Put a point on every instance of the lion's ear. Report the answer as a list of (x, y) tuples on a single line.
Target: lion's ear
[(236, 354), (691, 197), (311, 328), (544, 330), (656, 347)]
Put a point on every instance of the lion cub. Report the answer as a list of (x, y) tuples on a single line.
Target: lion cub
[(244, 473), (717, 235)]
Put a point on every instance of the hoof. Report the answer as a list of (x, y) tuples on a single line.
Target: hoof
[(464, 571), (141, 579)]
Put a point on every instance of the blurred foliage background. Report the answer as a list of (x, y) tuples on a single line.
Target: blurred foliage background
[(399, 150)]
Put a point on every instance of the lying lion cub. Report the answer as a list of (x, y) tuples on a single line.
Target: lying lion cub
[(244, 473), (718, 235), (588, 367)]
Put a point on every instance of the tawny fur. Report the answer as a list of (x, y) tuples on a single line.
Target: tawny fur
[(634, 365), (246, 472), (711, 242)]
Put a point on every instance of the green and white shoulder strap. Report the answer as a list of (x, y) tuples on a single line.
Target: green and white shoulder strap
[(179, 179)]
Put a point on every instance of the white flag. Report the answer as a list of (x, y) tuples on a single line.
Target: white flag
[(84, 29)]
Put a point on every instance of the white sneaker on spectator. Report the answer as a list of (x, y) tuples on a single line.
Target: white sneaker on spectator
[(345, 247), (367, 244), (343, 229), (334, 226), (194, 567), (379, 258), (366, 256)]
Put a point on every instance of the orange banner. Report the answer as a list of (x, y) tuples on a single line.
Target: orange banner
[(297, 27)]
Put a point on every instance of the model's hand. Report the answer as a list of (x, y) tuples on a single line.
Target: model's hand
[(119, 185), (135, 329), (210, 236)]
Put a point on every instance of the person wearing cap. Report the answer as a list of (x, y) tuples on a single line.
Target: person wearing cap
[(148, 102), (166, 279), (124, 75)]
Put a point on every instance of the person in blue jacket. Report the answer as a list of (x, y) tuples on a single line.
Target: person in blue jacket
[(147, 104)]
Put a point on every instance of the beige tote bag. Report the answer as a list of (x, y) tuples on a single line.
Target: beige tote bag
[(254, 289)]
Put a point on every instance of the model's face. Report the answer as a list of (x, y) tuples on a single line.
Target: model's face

→ Aim of the exercise:
Please reproduce the lines from the line with "Put a point on every instance of the lion cub." to the line with "Put a point on every instance of the hoof.", both ends included, exactly as they appear above.

→ Solution to this problem:
Put a point on every instance of the lion cub. Report the answer as a list of (x, y) tuples on a single line.
Target: lion cub
[(244, 473), (717, 235)]
Put a point on every instance of the hoof. Report the answer as a list of (x, y) tuples on a single line.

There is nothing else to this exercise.